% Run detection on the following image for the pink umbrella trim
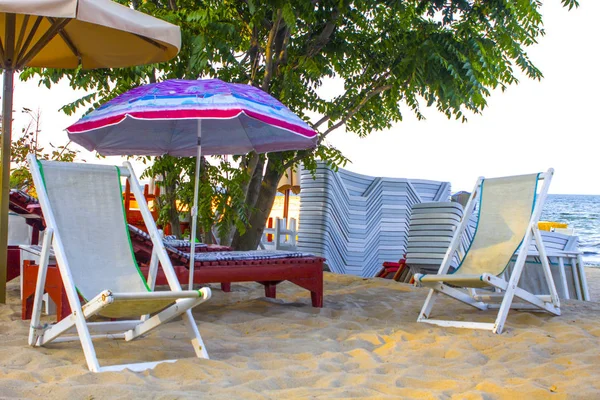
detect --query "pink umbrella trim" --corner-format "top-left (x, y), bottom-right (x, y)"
top-left (67, 108), bottom-right (318, 138)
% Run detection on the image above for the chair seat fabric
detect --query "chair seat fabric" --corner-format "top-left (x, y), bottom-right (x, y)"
top-left (452, 174), bottom-right (539, 277)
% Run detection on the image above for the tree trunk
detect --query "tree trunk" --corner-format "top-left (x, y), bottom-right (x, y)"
top-left (219, 152), bottom-right (260, 247)
top-left (233, 159), bottom-right (283, 250)
top-left (231, 155), bottom-right (265, 248)
top-left (168, 202), bottom-right (181, 238)
top-left (245, 155), bottom-right (265, 211)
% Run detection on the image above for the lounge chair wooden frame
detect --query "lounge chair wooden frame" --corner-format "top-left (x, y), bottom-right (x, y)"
top-left (27, 155), bottom-right (212, 372)
top-left (415, 169), bottom-right (560, 334)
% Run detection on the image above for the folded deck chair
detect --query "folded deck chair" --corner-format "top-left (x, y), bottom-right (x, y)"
top-left (27, 155), bottom-right (211, 372)
top-left (415, 170), bottom-right (561, 334)
top-left (376, 202), bottom-right (466, 283)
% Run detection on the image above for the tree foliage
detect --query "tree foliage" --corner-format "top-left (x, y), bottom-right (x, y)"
top-left (5, 108), bottom-right (78, 196)
top-left (20, 0), bottom-right (578, 247)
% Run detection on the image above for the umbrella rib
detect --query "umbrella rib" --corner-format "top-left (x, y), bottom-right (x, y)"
top-left (15, 16), bottom-right (44, 67)
top-left (15, 15), bottom-right (30, 60)
top-left (134, 34), bottom-right (168, 51)
top-left (3, 14), bottom-right (15, 67)
top-left (47, 17), bottom-right (81, 62)
top-left (0, 37), bottom-right (5, 68)
top-left (16, 18), bottom-right (71, 69)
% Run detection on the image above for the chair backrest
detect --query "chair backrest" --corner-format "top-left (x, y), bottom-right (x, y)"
top-left (454, 173), bottom-right (540, 276)
top-left (35, 160), bottom-right (149, 300)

• **YOUR ASSIGNMENT**
Print out the entries above word for word from the first line to the line containing "the tree trunk", both included, omitting the pictures.

• **SOLUTION TO THE PROBLEM**
% Run detection on the following image for the pink umbrella trim
detect --query "pink umbrella trim" --corner-format "top-left (x, y), bottom-right (x, y)"
top-left (67, 108), bottom-right (318, 138)
% Run detection on the image above for the chair seat fabric
detect --query "chair seat fabric" --corner-format "top-left (x, y), bottom-right (x, y)"
top-left (452, 174), bottom-right (539, 277)
% Run detection on the image above for the tree trunk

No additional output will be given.